- **SHORT PROBLEM**: State how many lines in the data below contain the word "aircraft". Case counts, and the reply should be the number alone.
---------- RECORDS FOR THIS TASK ----------
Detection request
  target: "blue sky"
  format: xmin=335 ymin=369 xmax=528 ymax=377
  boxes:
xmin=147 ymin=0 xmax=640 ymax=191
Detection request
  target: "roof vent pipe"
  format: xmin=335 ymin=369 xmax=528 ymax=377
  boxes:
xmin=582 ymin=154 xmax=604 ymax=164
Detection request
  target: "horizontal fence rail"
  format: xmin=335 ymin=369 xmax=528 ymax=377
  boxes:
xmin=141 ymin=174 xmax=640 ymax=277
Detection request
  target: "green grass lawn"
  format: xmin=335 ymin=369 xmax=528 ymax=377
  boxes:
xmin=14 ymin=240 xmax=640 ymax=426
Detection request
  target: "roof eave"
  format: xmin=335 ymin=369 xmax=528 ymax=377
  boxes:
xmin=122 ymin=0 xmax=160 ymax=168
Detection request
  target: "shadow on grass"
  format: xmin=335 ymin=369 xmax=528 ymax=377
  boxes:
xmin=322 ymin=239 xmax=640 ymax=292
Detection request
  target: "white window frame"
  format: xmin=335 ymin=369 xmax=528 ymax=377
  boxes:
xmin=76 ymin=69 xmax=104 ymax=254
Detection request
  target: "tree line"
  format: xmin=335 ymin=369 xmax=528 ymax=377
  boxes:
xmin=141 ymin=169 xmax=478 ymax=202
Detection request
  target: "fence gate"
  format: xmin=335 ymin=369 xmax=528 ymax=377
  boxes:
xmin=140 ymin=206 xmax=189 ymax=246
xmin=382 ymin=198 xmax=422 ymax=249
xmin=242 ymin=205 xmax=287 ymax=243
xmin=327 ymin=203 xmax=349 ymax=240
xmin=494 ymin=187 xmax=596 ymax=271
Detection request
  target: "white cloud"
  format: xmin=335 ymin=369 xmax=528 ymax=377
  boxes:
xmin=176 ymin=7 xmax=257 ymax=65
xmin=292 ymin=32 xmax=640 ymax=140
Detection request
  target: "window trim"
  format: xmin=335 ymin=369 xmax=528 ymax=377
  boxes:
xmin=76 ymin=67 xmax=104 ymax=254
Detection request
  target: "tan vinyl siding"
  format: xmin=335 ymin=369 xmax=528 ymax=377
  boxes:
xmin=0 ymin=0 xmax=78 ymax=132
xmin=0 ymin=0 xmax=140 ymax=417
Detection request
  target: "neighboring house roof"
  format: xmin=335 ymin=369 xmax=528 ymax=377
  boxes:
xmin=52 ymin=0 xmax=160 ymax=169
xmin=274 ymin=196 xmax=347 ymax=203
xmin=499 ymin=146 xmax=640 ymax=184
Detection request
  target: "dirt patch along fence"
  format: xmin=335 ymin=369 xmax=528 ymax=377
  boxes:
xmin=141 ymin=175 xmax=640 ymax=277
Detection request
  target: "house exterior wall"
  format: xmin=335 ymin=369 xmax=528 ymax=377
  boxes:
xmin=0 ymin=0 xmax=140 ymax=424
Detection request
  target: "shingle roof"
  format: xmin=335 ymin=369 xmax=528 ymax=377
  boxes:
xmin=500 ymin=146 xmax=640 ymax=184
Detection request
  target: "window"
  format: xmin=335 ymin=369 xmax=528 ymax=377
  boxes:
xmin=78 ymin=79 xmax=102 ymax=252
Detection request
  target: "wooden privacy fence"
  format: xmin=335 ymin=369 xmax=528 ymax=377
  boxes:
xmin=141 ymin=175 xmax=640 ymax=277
----------
---------- RECORDS FOR THIS TASK ----------
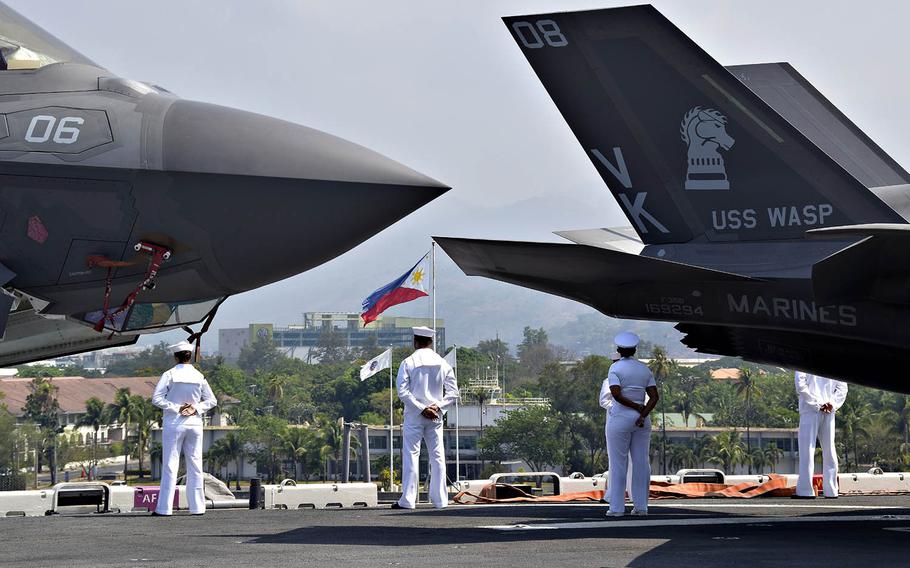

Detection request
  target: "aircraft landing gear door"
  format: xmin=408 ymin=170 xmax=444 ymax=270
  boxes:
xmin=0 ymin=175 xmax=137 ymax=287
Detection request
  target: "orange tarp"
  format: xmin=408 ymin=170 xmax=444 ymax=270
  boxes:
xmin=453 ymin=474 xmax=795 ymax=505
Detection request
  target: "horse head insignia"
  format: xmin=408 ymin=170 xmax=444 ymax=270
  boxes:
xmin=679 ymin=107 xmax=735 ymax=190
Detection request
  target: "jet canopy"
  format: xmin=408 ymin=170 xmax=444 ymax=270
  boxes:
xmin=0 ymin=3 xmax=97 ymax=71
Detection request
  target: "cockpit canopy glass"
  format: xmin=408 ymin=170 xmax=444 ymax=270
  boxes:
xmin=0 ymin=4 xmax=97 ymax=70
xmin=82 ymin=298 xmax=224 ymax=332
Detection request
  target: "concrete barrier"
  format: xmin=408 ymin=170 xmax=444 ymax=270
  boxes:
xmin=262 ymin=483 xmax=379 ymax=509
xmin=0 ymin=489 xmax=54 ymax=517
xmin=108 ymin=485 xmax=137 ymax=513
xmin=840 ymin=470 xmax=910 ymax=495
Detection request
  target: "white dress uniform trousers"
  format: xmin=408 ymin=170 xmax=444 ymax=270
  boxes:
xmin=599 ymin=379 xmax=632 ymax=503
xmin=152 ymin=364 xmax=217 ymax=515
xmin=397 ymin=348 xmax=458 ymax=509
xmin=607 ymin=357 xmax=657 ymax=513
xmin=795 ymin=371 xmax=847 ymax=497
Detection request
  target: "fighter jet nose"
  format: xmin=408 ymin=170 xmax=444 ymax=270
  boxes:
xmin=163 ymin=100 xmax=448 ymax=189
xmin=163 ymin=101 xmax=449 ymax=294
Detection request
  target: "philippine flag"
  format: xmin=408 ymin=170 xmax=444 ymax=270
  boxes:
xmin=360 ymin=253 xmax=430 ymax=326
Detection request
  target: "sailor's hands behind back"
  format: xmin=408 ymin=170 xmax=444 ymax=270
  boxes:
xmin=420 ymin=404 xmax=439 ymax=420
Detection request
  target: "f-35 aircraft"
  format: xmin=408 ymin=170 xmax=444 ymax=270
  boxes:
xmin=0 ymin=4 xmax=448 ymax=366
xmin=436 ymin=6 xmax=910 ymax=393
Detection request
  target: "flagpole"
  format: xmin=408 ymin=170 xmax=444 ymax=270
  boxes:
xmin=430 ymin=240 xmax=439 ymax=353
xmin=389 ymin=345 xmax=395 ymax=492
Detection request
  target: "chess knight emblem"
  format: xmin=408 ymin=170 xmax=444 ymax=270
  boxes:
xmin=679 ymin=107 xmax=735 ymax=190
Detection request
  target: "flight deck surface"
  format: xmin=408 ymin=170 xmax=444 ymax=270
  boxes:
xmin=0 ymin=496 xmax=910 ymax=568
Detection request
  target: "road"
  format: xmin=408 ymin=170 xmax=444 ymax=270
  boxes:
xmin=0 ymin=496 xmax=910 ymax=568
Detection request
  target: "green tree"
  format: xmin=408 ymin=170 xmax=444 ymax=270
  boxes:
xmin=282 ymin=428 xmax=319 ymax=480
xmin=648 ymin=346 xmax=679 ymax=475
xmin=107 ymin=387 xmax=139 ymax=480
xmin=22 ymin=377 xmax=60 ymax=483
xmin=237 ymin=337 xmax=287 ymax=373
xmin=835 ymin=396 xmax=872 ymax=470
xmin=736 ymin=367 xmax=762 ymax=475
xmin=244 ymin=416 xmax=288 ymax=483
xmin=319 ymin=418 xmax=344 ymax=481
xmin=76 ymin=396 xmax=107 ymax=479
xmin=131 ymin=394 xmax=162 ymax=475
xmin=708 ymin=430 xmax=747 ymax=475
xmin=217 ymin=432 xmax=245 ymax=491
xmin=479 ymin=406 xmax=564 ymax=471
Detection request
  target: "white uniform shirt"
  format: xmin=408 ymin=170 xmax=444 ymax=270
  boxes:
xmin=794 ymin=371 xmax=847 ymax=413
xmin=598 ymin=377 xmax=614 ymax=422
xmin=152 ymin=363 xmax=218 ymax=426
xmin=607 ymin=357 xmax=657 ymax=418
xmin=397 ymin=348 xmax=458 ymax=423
----------
---------- RECORDS FOR THIS TASK ----------
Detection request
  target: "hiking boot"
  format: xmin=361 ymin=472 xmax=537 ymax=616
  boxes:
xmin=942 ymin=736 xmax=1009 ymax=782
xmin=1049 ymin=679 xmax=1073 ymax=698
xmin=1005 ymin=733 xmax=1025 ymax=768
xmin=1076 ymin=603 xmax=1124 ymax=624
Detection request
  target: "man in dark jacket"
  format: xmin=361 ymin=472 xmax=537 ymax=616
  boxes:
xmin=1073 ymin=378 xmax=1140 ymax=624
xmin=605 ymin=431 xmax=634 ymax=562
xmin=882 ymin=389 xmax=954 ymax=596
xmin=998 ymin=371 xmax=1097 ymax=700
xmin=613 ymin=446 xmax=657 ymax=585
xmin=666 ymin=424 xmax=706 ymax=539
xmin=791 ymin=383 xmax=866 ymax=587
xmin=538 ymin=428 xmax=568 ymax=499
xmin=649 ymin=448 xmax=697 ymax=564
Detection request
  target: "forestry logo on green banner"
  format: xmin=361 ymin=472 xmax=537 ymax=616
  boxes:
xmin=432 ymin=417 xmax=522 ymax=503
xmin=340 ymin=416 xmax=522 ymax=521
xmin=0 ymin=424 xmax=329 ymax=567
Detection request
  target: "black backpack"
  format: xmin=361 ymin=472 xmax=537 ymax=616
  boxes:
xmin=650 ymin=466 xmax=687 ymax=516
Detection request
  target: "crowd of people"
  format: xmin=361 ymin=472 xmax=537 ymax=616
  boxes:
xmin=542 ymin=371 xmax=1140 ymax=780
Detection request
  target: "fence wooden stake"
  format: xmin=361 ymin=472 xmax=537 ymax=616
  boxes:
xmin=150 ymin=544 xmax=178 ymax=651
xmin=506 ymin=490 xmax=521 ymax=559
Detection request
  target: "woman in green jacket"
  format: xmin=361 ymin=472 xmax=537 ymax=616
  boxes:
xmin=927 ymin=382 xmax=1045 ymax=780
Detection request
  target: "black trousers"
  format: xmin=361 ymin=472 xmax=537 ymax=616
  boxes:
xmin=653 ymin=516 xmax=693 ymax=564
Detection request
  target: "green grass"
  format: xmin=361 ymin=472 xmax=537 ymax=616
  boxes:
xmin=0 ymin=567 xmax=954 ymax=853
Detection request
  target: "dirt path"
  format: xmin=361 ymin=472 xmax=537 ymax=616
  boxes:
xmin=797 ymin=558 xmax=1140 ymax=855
----------
- **FINISHED ANSWER**: 2